▶ **STUDY TEXT**:
- - -
Coast Guard feels squeeze in drug fight
ALAMEDA, Calif. — Vice Adm. Fred Midgette, commander of Coast Guard operations in the Pacific Area, has a challenge almost as vast as the ocean he patrols in search of drug traffickers, with responsibilities for an area that is twice the size of the continental United States.
The Coast Guard is struggling to keep pace, seizing about 20 percent of all the drugs that come into the U.S. through a coastal border, as its aging fleet attempts to pursue the speedboats favored by the traffickers.
“When most people think border security, they think Border Patrol,” Midgette said. “What we do by intercepting drugs on the high seas has a direct connection to what happens at the southern border in terms of stopping illicit drugs and illegal immigration.”
“When you are stopping drugs at the Rio Grande, that’s already a loss,” he added. “You want to push that stuff off from America as far as you can.”
But that is becoming increasingly difficult for the Coast Guard, which has operated with flat budgets even as its mission has expanded to include intelligence and anti-terrorism.
There are newer ships like the Stratton, one of six national security Coast Guard cutters, but many others in the fleet are more than 50 years old. President Donald Trump’s new budget would cut Coast Guard funding by 2.4 percent.
The proposed reduction comes as the smuggling problem has become more urgent. About 70 percent of the cocaine consumed in the U.S. passes through a corridor that runs up to the borders of Guatemala and El Salvador. Fighting among drug cartels that control the smuggling routes has led to record-high homicide rates and driven thousands of people to the U.S.-Mexico border seeking asylum.
Founded more than 100 years ago, the Coast Guard, which is part of the Department of Homeland Security, operates simultaneously as a military service, a law enforcement agency and as a member of the U.S. intelligence community. Known primarily for its role in search and rescue missions, the Coast Guard said its priorities are tackling drug trafficking organizations and protecting the southern border.
Funding the Coast Guard at current levels — nearly $10 billion — leaves the service struggling to fight drug trafficking that has been pushed offshore by beefed up security on the southern land border.
“We give you the biggest bang for the buck,” said Adm. Paul Zukunft, commandant of the Coast Guard. “But our resources are limited. As a result, we can’t catch all the drug smuggling we know about. Just last year we had intelligence on nearly 580 possible shipments but couldn’t go intercept them because we didn’t have the ships or planes to go after them.”
Catching drugs in the ocean is vital to Homeland Security efforts because that is when the volume and the purity of the drugs are at their highest. It is also where drug traffickers are most vulnerable.
- - -
▶ **STUDY QUESTIONS**:
A. Extract from the Coast Guard article the passage running from "The proposed reduction" to "the southern border.", copied word for word.
B. Decide whether each statement agrees with the Coast Guard article, answering yes or no and quoting the words that settle it. (i) The Coast Guard seizes about 20 percent of the drugs that enter the U.S. through a coastal border. (ii) President Donald Trump's new budget would raise Coast Guard funding. (iii) The Coast Guard was founded less than 50 years ago.
- - -
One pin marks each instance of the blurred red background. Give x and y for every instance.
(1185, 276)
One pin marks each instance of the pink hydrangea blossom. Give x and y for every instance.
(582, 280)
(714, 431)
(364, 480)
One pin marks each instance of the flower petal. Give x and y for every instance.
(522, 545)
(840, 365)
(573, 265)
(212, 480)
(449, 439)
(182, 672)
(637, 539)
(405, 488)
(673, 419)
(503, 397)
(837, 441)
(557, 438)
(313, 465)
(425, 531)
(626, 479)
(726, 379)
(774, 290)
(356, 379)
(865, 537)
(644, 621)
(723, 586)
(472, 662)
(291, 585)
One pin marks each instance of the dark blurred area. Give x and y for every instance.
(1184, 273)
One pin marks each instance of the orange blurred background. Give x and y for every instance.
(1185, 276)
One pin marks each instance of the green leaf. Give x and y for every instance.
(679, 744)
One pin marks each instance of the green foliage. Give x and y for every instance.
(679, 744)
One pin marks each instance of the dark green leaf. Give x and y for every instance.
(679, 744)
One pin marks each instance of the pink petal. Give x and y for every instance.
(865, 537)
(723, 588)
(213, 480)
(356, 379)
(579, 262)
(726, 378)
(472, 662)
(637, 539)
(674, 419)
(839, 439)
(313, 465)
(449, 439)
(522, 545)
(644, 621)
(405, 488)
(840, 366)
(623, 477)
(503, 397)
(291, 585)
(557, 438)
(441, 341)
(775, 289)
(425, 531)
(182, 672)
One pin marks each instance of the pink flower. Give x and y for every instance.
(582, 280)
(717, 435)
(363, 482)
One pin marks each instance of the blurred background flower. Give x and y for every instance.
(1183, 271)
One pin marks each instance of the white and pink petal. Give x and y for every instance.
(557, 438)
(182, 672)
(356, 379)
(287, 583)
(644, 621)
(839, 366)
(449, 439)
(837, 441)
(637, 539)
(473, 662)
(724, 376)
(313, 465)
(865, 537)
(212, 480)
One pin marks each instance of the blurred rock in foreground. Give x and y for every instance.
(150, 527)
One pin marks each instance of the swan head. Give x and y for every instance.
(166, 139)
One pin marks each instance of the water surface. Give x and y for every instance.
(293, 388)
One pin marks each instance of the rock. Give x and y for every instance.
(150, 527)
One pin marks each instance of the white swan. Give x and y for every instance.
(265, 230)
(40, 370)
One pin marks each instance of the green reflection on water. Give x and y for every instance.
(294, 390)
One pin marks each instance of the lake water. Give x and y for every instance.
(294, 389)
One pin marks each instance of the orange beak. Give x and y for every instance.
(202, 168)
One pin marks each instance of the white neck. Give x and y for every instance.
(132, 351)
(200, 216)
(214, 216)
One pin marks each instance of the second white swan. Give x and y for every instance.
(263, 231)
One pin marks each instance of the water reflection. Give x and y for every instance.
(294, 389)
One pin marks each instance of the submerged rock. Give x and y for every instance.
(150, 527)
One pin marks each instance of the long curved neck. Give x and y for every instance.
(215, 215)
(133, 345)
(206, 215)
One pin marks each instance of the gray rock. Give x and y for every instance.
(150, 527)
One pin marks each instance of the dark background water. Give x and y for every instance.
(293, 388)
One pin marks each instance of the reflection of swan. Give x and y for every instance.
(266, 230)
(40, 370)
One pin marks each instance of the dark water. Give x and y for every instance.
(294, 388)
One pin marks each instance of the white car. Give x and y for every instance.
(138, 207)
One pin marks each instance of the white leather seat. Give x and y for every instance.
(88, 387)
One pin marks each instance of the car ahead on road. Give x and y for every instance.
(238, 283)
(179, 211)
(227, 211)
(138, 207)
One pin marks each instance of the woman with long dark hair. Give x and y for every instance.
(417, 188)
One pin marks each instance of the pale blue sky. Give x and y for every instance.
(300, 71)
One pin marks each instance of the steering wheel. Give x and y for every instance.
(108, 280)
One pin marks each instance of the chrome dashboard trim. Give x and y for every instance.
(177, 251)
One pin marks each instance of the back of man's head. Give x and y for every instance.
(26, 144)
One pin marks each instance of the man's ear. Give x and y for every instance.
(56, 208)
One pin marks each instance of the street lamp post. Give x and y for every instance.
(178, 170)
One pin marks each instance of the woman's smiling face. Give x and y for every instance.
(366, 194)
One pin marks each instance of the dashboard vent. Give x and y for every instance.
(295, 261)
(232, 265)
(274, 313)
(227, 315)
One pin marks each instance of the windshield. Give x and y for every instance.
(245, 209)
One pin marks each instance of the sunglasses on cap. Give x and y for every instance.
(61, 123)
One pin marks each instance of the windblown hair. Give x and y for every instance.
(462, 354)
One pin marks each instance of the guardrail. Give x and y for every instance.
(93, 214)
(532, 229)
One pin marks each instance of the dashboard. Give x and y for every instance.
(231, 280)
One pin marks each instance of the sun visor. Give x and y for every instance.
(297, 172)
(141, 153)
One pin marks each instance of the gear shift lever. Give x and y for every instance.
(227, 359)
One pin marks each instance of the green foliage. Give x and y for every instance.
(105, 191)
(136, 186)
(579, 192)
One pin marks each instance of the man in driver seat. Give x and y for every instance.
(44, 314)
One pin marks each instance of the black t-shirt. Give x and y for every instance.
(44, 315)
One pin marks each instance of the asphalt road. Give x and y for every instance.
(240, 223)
- - -
▶ **EXERCISE RESULTS**:
A.
The proposed reduction comes as the smuggling problem has become more urgent. About 70 percent of the cocaine consumed in the U.S. passes through a corridor that runs up to the borders of Guatemala and El Salvador. Fighting among drug cartels that control the smuggling routes has led to record-high homicide rates and driven thousands of people to the U.S.-Mexico border seeking asylum.
Founded more than 100 years ago, the Coast Guard, which is part of the Department of Homeland Security, operates simultaneously as a military service, a law enforcement agency and as a member of the U.S. intelligence community. Known primarily for its role in search and rescue missions, the Coast Guard said its priorities are tackling drug trafficking organizations and protecting the southern border.

B.
(i) Yes: "seizing about 20 percent of all the drugs that come into the U.S. through a coastal border"
(ii) No: "President Donald Trump’s new budget would cut Coast Guard funding by 2.4 percent."
(iii) No: "Founded more than 100 years ago"